» **Passage shown**:

---

Why in the world did Gail marry Sands, and stay with him - clearly she was a million dollar sitting duck? Though I would have given anything to see the deputies faces when Sands walked out of the house in a pink dress. Frankly that would have clenched it for me, but still a tragic story that was a real challenge to sort out and make sense of out of the madness that was Sands entire life.

Kathy Johnson
Kathy Johnson

Forgot to add that the sheriff was awarded the Sands property. His wife's daughter lives there now.

Kathy Johnson
Kathy Johnson

Just found this article on the Web. The writer did a great job, but there is one mistake. On the night of the shootout at the sheriff's home, the sheriff couldn't locate his gun in his vehicle and consequently never fired a shot. The two deputies were the ones with guns and did all the shooting.I am among a group of locals who don't think the ending of this horrible tragedy is what it appears. There's more to it than meets the eye and deals with the sheriff allegedly trying to get the Sands property LONG before the shootout took place.

---

» **Pointing dataset records**:
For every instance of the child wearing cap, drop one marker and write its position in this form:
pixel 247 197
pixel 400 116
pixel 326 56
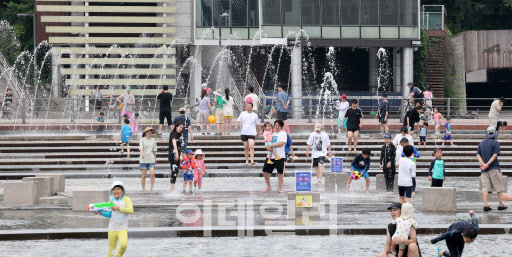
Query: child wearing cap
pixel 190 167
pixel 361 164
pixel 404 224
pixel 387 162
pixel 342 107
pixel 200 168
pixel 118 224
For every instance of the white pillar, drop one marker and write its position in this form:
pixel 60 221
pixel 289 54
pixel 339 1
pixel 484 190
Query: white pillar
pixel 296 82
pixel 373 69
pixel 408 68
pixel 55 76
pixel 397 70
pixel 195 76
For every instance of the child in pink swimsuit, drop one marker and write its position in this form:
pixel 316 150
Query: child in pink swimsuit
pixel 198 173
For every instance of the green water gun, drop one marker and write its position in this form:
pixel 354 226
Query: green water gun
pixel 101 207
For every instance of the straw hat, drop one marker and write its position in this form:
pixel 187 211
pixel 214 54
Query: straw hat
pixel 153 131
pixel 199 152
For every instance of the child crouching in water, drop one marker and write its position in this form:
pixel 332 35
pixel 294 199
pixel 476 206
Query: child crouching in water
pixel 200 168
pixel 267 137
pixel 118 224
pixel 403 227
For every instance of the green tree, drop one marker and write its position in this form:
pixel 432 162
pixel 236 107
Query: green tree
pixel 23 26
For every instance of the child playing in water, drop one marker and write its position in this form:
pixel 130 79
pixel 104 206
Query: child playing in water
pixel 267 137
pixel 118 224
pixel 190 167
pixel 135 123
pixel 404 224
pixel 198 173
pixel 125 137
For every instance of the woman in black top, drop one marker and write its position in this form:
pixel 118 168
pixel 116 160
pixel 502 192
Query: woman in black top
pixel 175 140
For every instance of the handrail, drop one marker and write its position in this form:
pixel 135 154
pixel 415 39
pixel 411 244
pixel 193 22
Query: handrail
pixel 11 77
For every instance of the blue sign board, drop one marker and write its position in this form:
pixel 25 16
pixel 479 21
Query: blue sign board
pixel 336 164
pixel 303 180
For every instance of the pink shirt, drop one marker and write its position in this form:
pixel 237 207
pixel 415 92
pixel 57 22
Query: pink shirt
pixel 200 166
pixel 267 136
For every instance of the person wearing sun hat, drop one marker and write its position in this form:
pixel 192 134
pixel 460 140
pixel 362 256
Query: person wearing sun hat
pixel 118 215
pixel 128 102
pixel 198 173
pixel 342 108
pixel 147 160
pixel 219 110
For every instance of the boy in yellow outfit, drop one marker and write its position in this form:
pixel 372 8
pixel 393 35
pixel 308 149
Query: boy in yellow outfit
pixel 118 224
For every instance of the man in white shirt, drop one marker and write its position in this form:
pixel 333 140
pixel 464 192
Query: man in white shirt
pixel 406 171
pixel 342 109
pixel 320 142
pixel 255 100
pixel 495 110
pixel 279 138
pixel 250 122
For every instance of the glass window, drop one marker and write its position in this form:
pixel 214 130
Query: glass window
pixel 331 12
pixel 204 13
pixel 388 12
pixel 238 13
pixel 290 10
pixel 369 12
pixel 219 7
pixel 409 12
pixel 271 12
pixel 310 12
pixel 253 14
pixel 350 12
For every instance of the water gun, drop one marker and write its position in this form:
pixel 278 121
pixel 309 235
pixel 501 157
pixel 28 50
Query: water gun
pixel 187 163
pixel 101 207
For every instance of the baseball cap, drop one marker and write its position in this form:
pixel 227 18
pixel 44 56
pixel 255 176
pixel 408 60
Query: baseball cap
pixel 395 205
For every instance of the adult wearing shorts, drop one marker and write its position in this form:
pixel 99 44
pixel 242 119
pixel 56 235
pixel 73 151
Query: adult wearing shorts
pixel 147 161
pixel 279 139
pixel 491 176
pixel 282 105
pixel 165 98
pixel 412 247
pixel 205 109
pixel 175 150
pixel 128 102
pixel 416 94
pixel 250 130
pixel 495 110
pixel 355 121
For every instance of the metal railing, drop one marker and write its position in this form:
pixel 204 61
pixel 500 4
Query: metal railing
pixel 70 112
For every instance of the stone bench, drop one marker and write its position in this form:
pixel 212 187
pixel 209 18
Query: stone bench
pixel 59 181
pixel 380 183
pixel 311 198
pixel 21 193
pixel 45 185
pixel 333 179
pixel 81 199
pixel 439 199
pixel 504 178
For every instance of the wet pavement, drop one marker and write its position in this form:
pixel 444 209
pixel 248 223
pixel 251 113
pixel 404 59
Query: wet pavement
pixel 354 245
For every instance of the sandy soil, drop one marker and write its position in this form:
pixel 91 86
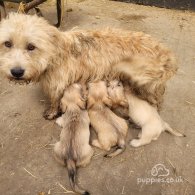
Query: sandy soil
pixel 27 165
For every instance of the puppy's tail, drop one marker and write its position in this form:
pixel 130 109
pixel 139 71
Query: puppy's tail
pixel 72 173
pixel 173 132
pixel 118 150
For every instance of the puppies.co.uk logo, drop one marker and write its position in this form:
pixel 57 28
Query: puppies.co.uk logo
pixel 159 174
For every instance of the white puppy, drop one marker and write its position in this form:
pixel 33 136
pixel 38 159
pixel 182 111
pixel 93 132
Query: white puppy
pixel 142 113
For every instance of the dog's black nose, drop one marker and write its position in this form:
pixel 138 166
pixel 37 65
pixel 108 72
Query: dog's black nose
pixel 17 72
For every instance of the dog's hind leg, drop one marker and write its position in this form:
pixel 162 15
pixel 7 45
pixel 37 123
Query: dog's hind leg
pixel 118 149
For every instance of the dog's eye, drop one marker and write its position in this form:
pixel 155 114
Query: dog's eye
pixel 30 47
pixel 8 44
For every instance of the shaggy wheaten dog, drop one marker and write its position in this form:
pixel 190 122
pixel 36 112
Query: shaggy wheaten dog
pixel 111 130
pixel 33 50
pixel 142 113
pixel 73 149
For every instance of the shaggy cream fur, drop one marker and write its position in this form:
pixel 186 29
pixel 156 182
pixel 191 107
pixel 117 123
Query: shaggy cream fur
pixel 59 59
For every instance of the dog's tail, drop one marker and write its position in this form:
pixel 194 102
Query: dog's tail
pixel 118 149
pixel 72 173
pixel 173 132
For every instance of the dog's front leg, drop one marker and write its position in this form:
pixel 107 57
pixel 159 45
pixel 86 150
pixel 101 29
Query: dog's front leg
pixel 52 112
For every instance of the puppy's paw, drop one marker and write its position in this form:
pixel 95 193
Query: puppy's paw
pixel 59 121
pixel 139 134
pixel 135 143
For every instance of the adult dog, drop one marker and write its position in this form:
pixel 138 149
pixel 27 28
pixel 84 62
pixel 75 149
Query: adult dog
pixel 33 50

---

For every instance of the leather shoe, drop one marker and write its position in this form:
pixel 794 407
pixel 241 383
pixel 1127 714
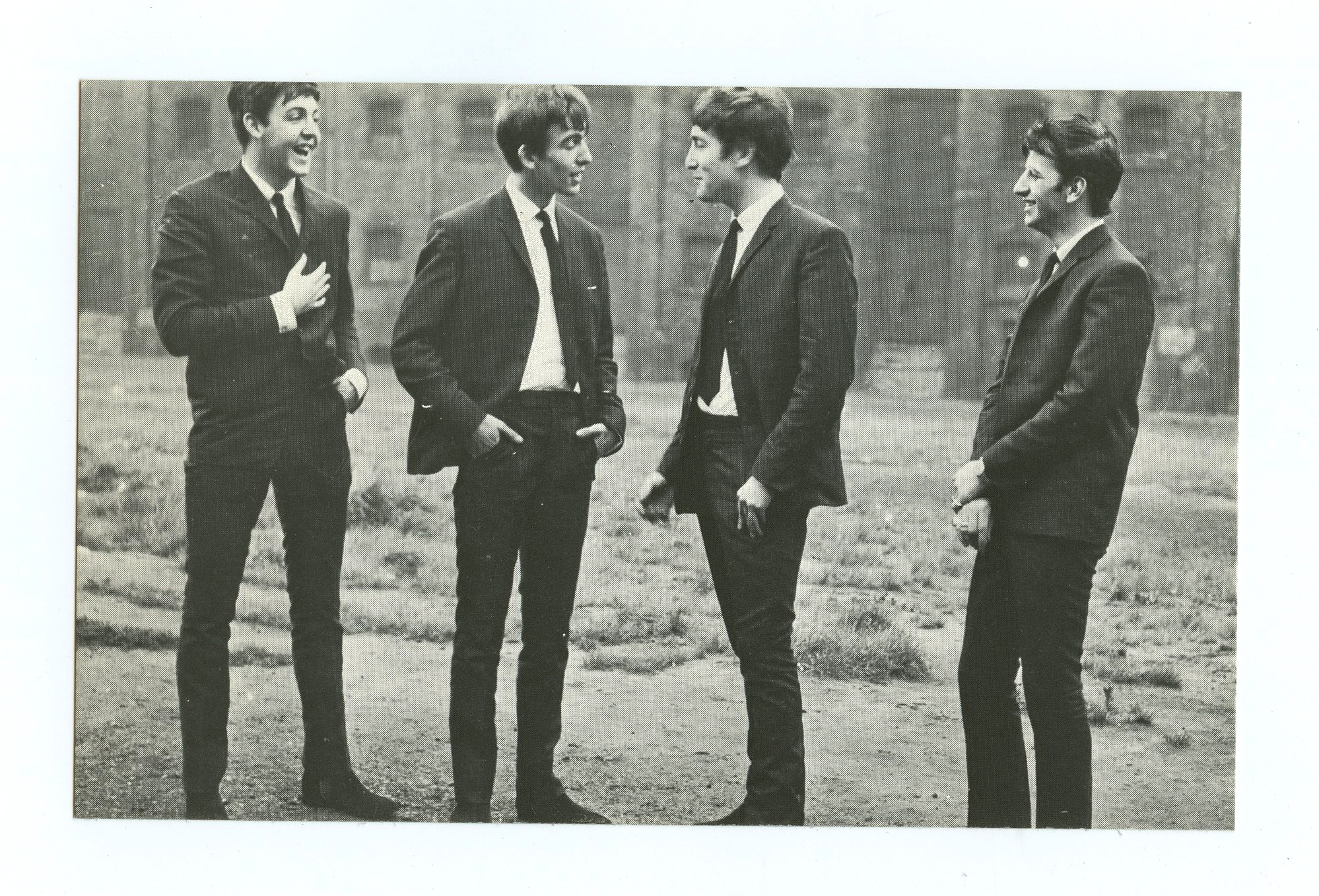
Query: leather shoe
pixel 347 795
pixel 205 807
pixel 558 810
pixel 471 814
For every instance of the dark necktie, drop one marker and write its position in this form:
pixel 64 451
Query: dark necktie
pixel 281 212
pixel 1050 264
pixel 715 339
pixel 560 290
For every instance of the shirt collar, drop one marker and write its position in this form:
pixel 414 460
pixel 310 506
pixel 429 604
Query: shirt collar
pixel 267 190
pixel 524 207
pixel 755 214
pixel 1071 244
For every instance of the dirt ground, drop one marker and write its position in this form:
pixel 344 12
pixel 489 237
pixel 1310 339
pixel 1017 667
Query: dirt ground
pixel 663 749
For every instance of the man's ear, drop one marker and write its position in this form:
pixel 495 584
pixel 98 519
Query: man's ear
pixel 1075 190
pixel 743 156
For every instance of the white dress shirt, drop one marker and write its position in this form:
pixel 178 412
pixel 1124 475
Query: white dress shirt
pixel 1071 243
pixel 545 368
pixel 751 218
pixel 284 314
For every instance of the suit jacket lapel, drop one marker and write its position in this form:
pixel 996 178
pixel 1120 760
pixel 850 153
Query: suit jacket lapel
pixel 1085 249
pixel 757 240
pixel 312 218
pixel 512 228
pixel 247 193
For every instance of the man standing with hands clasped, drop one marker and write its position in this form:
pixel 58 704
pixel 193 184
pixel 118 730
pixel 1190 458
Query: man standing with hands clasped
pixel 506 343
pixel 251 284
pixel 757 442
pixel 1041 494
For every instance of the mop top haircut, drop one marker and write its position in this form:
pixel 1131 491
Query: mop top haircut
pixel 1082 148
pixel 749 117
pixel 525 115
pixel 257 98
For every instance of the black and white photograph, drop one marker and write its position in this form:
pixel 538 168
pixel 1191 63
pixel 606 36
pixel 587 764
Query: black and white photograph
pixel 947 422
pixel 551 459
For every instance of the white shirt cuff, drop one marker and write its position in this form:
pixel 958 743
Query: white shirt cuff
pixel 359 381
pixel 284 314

---

» **Parts of the exercise**:
1. According to the comments about the Sands shootout, who did all the shooting on the night of the shootout at the sheriff's home?
2. In the records, copy the lines from the one containing "For every instance of the adult wearing" through the one containing "pixel 70 112".

» **Solutions in order**:
1. The two deputies did all the shooting.

2.
For every instance of the adult wearing shorts, drop one marker and write its position in this form:
pixel 99 44
pixel 242 119
pixel 56 235
pixel 73 151
Query: adult wearing shorts
pixel 147 161
pixel 279 139
pixel 491 176
pixel 282 105
pixel 165 98
pixel 412 247
pixel 205 109
pixel 175 150
pixel 128 102
pixel 416 94
pixel 250 130
pixel 495 110
pixel 355 121
For every instance of the metal railing, drop one marker and write its position in this form:
pixel 204 61
pixel 500 4
Query: metal railing
pixel 70 112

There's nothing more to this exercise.